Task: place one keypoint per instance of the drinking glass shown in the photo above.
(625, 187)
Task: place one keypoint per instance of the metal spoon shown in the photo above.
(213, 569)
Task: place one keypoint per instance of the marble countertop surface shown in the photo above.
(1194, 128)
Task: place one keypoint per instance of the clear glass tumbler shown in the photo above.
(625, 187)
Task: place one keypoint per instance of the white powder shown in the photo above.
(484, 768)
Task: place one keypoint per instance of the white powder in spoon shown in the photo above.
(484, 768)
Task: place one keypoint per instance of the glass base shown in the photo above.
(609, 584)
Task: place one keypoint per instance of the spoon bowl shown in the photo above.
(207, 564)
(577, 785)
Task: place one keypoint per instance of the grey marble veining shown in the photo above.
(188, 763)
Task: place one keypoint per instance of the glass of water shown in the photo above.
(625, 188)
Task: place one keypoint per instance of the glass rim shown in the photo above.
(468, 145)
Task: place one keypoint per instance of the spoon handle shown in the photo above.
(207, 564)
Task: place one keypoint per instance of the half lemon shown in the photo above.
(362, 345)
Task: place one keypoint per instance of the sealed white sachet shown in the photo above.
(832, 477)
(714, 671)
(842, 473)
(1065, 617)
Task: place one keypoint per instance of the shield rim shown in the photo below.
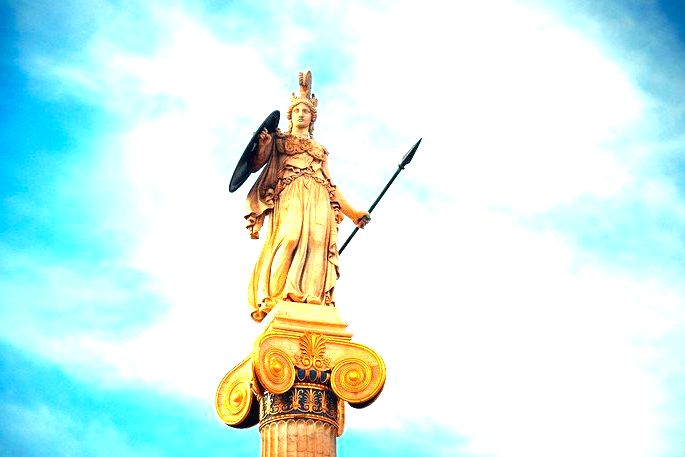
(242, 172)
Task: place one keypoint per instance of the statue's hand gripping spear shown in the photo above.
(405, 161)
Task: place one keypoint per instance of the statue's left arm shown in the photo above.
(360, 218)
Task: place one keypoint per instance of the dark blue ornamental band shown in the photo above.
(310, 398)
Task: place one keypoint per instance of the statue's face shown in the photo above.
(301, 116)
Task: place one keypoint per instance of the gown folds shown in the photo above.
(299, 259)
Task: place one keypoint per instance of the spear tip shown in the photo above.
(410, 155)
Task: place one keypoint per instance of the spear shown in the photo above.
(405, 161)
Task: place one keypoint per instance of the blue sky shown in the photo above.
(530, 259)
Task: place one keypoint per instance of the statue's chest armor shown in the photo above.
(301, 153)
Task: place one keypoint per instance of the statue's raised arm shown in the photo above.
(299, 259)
++++
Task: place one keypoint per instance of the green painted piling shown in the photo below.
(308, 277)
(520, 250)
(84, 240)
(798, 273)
++++
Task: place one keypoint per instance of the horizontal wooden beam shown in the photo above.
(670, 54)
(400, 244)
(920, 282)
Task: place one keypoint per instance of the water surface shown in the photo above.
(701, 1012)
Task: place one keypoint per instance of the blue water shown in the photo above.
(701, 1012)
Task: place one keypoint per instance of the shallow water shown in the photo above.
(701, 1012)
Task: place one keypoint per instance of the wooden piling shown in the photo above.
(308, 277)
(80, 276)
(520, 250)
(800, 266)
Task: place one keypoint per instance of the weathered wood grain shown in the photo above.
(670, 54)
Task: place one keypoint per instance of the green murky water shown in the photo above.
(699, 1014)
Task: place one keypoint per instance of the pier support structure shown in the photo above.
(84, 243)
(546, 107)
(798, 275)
++++
Count the lines in the items above that contain the string "water", with case counting. Reply with the number alone.

5